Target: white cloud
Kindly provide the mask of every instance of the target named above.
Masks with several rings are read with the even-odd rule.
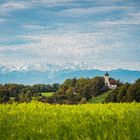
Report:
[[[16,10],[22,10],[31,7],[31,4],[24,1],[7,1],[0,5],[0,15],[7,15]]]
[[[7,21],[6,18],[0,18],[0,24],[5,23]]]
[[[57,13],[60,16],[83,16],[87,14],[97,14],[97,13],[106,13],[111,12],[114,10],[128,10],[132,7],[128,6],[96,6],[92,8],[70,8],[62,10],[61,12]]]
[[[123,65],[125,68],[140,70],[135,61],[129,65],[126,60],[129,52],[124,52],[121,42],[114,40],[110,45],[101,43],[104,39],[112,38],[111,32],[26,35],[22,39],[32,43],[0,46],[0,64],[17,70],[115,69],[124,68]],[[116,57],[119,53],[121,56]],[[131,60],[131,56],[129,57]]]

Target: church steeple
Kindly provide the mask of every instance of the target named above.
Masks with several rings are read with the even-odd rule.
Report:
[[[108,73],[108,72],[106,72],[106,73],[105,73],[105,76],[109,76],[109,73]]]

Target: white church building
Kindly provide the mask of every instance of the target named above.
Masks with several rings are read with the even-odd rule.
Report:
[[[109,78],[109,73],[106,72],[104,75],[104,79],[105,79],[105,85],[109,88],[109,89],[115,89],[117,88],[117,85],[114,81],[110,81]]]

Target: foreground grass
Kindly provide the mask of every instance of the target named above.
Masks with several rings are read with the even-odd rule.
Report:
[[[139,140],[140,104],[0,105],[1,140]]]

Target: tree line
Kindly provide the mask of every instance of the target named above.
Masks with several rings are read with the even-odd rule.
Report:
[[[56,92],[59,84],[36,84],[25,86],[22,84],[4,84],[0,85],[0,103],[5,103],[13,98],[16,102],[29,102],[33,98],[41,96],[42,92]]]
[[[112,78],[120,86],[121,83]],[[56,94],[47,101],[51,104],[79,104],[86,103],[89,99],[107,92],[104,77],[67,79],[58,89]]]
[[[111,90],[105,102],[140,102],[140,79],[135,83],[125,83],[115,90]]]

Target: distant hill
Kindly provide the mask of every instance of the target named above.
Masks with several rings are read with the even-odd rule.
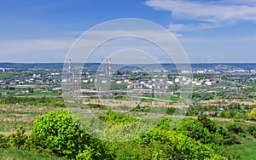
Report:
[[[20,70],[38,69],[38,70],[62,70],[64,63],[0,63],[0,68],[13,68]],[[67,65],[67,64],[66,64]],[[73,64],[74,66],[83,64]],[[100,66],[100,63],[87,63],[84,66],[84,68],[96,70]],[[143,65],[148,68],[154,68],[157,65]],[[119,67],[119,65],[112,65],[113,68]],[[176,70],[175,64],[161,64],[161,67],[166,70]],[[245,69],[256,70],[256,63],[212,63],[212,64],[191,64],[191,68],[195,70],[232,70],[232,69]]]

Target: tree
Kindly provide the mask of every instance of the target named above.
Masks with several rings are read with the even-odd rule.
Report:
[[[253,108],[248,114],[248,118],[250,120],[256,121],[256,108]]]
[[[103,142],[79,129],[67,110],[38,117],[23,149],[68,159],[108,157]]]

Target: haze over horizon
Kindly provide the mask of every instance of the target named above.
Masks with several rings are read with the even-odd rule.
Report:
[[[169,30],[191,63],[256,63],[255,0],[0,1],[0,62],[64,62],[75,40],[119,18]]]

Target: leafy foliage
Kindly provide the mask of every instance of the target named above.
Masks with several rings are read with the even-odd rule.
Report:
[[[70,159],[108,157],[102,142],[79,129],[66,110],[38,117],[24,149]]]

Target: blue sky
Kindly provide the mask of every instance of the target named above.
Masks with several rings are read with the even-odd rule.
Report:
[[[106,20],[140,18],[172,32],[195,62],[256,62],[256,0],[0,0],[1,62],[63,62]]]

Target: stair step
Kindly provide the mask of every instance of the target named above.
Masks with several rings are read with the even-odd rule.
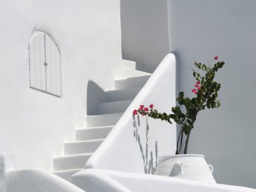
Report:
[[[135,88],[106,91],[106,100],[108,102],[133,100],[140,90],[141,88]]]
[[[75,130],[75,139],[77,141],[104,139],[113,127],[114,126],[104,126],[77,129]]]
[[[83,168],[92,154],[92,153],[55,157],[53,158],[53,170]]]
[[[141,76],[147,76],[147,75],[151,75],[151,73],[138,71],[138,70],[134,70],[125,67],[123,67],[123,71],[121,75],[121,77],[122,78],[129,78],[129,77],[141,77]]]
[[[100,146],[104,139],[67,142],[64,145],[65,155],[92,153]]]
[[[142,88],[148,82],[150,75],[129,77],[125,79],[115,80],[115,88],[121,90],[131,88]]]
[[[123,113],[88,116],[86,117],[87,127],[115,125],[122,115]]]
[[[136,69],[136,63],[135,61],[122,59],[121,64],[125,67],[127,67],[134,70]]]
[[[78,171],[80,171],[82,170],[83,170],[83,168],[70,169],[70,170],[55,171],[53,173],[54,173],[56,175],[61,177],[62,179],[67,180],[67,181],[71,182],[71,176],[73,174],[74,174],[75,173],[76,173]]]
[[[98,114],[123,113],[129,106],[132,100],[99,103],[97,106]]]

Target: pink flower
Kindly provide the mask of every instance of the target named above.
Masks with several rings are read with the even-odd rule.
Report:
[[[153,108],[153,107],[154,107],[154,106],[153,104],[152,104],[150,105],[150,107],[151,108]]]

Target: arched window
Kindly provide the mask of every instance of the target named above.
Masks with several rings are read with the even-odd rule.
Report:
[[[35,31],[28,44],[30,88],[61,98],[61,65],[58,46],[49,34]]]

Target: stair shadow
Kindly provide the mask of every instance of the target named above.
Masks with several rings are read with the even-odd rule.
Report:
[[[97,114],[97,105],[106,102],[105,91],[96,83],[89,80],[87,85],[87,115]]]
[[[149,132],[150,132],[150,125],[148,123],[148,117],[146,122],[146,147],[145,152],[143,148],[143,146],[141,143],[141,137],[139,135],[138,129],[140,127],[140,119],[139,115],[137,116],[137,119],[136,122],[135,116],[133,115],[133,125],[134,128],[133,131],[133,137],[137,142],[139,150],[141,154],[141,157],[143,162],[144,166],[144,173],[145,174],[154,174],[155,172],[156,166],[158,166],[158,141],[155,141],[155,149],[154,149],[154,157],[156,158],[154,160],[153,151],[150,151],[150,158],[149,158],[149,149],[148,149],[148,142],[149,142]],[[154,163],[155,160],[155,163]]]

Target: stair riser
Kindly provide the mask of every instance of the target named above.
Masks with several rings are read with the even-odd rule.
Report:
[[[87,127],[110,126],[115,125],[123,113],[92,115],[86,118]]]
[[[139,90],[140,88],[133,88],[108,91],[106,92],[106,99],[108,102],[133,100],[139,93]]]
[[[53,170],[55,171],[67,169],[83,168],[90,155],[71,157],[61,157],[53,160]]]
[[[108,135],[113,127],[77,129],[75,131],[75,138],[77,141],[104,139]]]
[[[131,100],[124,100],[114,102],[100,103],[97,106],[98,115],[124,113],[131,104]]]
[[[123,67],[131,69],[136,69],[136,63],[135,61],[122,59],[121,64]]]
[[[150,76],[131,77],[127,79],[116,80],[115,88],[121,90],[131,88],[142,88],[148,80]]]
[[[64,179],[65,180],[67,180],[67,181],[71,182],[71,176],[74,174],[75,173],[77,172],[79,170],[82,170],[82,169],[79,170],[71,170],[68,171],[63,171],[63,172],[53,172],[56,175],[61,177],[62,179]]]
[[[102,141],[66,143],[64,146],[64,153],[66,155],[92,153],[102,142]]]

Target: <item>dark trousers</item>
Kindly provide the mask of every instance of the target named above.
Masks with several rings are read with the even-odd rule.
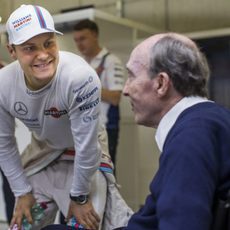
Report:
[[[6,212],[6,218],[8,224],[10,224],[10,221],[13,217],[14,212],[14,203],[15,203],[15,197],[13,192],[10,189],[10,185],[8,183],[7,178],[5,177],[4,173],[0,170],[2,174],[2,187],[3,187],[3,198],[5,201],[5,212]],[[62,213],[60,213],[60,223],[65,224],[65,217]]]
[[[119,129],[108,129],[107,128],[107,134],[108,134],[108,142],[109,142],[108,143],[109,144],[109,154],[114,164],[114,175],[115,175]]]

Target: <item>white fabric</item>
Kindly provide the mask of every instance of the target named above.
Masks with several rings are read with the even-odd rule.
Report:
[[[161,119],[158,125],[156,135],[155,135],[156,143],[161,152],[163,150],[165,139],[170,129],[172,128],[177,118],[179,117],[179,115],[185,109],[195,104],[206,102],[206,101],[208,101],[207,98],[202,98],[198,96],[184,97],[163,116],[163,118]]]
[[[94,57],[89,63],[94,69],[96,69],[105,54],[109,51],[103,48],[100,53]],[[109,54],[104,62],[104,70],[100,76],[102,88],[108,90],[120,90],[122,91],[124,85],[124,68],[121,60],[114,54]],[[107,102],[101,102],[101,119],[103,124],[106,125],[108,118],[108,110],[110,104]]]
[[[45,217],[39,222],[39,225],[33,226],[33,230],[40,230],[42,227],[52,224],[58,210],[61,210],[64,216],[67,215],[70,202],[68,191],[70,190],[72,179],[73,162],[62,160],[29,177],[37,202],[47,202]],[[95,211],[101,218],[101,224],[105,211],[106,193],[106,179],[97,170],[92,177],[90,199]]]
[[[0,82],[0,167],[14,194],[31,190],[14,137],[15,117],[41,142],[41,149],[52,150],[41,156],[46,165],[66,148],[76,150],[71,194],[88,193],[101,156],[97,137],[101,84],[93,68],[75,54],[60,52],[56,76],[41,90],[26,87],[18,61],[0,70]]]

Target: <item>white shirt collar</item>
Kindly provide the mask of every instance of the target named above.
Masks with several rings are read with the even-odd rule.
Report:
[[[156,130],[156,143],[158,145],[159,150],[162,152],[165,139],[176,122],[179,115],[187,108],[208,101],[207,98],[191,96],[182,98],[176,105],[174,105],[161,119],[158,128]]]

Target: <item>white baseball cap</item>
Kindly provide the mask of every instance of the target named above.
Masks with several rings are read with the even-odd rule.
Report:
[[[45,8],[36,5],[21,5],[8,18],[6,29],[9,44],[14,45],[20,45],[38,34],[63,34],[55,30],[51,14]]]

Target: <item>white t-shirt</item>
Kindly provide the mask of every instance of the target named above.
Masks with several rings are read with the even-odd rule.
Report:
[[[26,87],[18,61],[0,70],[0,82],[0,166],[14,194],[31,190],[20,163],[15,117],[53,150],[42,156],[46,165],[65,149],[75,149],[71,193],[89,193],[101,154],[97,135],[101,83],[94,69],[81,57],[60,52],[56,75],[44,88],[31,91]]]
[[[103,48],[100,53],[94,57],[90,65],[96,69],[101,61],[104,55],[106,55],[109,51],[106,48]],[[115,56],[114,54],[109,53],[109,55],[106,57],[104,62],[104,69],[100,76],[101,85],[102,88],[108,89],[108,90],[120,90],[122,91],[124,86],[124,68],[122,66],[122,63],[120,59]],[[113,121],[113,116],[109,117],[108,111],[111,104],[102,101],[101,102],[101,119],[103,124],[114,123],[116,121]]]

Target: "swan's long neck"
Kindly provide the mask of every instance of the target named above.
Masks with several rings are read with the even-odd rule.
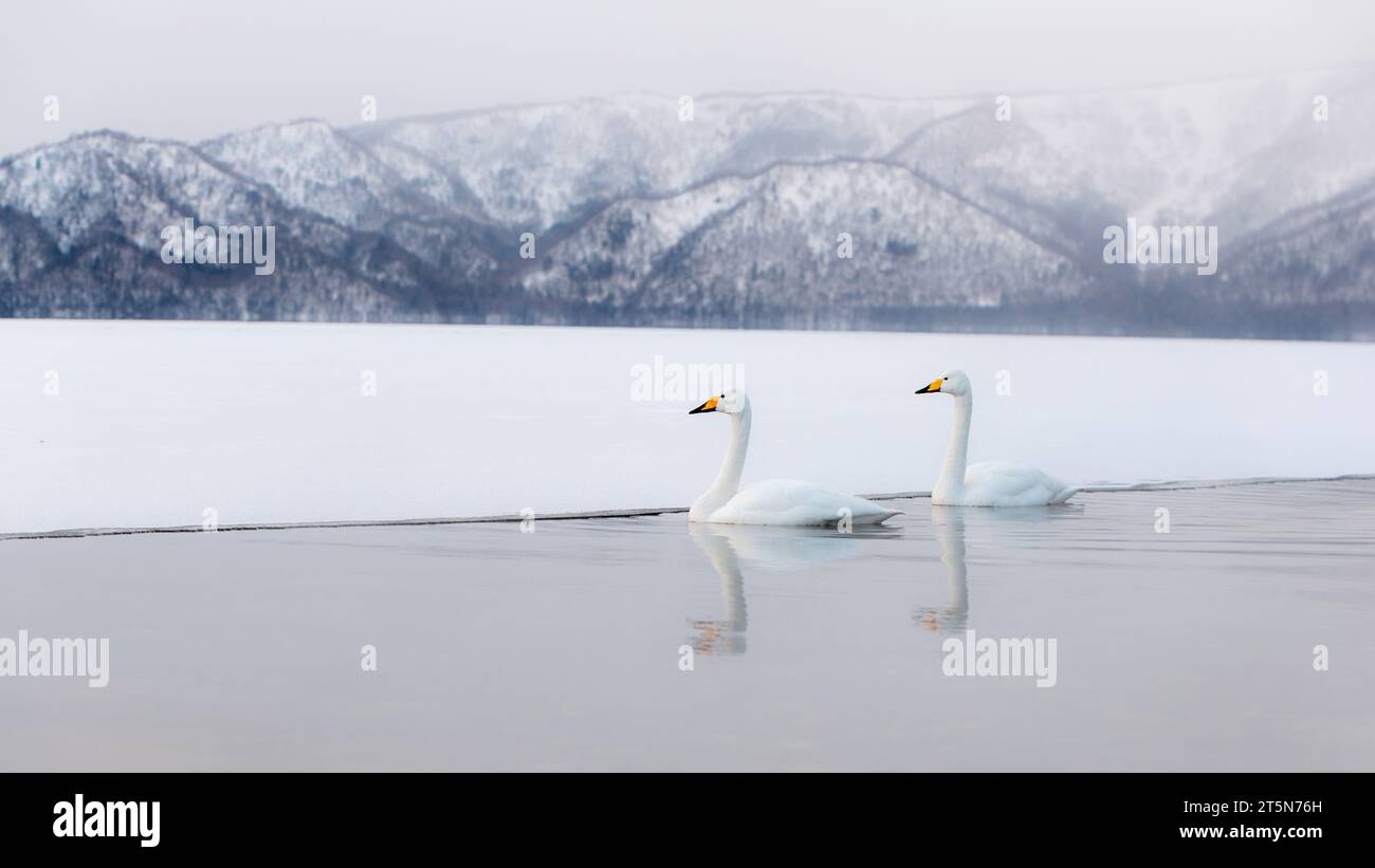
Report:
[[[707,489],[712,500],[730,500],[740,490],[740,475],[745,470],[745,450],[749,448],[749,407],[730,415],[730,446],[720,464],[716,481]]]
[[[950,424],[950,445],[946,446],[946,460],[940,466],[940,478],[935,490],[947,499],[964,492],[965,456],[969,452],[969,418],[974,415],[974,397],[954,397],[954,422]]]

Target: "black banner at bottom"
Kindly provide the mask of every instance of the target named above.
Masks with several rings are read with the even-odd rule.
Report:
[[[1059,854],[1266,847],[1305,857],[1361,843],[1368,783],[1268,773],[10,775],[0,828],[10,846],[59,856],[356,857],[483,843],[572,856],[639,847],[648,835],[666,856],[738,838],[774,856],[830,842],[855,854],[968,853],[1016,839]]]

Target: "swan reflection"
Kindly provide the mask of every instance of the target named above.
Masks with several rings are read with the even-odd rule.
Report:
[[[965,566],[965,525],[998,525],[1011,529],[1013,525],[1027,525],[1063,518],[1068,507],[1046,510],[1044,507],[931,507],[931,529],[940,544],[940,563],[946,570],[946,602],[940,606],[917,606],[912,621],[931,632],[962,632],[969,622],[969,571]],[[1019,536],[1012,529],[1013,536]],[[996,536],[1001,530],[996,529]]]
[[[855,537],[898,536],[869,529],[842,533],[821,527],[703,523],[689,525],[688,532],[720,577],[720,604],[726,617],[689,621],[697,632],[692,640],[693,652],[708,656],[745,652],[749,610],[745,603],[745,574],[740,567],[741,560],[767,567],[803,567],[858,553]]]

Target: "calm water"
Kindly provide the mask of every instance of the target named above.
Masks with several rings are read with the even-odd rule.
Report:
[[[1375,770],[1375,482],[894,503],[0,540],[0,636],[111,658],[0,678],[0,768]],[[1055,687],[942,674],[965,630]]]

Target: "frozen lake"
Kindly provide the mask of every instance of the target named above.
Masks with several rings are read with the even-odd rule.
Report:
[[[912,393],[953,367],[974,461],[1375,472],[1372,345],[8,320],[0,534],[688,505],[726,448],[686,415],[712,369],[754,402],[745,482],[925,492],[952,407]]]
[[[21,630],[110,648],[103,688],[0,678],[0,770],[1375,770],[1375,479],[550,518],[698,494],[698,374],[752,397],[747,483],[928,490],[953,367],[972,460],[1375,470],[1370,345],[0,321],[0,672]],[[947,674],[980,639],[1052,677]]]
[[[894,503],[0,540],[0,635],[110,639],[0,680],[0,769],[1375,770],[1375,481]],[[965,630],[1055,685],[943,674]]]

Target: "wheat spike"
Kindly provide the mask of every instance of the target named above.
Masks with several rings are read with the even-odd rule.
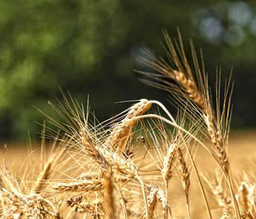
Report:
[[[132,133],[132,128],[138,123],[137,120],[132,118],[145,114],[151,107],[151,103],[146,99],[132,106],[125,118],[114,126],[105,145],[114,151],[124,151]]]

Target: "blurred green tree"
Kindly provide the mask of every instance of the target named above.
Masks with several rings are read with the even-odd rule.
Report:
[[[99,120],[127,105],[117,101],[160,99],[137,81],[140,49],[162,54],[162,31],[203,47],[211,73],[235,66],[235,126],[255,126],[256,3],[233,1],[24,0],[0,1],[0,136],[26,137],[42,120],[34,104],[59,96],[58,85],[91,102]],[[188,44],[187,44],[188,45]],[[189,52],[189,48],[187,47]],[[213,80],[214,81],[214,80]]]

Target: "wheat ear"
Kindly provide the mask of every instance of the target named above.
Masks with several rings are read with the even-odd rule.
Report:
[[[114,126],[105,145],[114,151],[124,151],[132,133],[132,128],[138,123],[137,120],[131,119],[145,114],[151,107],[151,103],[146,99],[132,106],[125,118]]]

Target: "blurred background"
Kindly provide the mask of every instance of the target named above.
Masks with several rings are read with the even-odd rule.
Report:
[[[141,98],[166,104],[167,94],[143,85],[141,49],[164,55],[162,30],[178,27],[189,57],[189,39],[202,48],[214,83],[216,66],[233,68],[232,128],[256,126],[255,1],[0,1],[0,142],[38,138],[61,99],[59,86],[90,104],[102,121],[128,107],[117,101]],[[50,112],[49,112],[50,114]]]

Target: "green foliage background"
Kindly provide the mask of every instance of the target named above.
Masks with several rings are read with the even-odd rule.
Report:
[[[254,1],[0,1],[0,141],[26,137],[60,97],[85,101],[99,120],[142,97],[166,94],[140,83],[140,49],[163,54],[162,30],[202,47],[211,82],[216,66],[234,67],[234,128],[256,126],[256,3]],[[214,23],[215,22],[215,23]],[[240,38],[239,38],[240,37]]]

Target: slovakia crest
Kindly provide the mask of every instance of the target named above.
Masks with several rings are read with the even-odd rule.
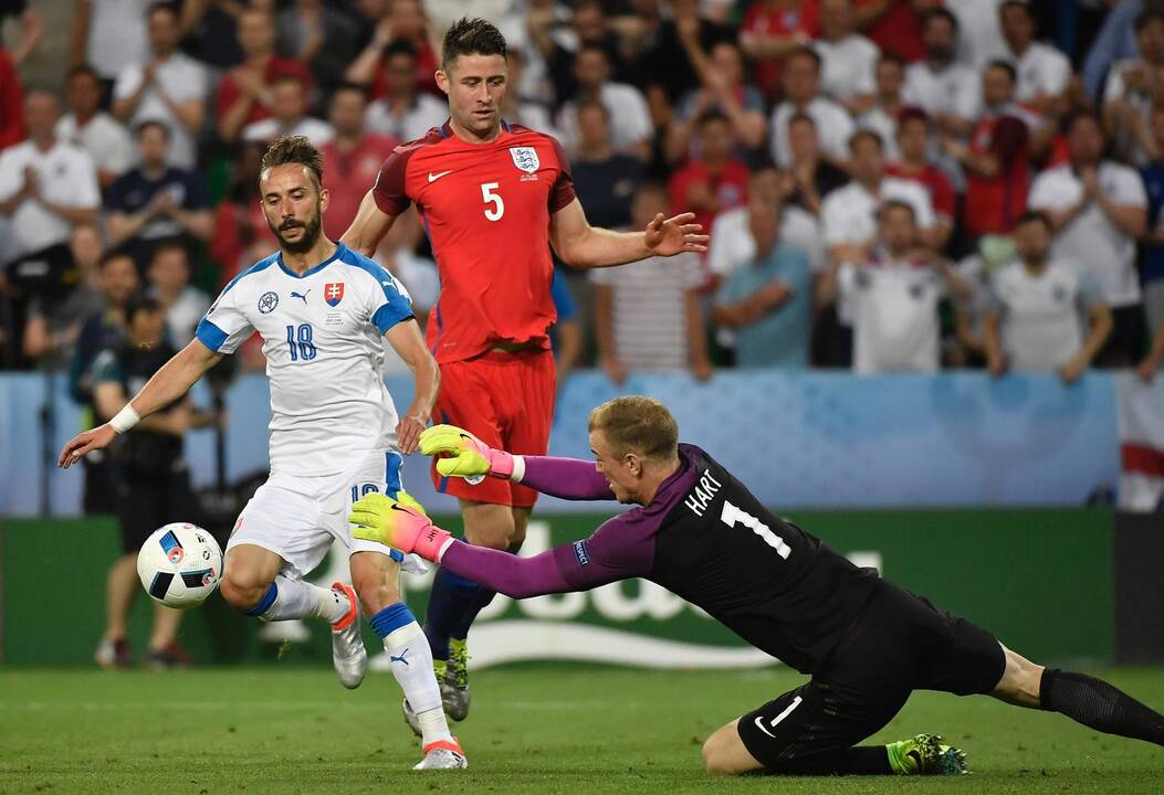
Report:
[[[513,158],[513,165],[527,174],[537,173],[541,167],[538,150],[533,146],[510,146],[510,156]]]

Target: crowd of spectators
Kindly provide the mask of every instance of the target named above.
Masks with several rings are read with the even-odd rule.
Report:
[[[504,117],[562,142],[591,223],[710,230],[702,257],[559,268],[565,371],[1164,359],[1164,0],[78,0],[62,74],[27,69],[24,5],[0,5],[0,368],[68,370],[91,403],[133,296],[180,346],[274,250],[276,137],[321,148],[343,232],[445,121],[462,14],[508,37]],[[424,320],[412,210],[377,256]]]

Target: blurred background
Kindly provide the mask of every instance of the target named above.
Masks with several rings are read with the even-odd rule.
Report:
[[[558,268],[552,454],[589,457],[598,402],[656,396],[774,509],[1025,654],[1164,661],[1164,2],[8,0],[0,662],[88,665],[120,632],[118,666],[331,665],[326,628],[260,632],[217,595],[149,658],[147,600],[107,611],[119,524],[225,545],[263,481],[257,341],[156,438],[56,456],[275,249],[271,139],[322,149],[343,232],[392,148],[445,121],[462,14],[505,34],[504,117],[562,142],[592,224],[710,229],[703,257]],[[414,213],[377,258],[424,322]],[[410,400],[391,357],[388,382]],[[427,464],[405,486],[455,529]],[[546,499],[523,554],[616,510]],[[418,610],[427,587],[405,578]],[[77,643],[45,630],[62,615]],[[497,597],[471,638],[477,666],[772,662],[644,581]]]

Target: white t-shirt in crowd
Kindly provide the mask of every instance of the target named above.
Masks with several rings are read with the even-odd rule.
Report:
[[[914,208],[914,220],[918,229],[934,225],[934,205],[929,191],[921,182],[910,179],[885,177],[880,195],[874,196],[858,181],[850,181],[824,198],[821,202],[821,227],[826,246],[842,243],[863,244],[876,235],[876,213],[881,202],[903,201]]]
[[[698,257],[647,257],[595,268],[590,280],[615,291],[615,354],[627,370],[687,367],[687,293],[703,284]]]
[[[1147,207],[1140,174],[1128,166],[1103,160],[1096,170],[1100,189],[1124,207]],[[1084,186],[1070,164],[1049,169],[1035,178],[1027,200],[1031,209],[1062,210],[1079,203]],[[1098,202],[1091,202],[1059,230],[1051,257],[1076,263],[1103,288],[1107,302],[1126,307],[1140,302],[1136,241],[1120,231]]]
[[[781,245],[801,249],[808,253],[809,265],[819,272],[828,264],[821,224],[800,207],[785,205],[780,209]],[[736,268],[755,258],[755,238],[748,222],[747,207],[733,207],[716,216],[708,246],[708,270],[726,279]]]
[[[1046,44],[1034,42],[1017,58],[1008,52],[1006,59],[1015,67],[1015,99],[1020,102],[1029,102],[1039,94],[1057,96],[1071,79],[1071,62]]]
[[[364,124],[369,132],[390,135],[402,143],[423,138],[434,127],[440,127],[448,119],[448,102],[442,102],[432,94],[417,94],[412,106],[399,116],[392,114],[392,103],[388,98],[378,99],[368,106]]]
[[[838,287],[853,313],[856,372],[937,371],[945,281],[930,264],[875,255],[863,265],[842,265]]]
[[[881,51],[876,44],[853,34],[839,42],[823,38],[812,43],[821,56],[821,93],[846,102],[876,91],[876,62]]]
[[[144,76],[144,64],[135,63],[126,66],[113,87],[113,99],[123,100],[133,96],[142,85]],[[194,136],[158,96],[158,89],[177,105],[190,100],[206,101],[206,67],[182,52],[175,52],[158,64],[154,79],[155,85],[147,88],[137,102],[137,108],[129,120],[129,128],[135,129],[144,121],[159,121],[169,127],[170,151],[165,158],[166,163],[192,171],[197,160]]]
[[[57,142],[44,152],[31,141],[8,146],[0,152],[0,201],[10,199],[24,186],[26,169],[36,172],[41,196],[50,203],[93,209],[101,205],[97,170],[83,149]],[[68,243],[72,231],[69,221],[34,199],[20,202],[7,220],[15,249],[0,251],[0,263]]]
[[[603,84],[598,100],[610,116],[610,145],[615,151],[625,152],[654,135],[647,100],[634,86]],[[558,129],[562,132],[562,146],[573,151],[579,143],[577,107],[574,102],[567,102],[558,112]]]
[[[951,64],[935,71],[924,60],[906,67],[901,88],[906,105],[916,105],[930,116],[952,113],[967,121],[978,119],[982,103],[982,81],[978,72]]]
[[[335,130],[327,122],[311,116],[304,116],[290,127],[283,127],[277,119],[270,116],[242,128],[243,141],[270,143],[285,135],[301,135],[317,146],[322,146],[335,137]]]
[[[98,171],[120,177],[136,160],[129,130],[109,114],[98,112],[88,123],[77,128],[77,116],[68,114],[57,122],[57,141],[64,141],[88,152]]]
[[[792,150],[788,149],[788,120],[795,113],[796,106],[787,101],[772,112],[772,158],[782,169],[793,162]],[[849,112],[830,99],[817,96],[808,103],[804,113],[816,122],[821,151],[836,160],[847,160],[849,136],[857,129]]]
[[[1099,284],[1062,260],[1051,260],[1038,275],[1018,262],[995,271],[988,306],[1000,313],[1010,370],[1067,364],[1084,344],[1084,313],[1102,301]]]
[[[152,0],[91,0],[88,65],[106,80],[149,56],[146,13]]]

● ● ● ●

Find every line in the rows above that contains the word "shirt", and copy each one.

Target: <item>white shirt collar</item>
Target: <item>white t-shirt</item>
Target: white t-shirt in crowd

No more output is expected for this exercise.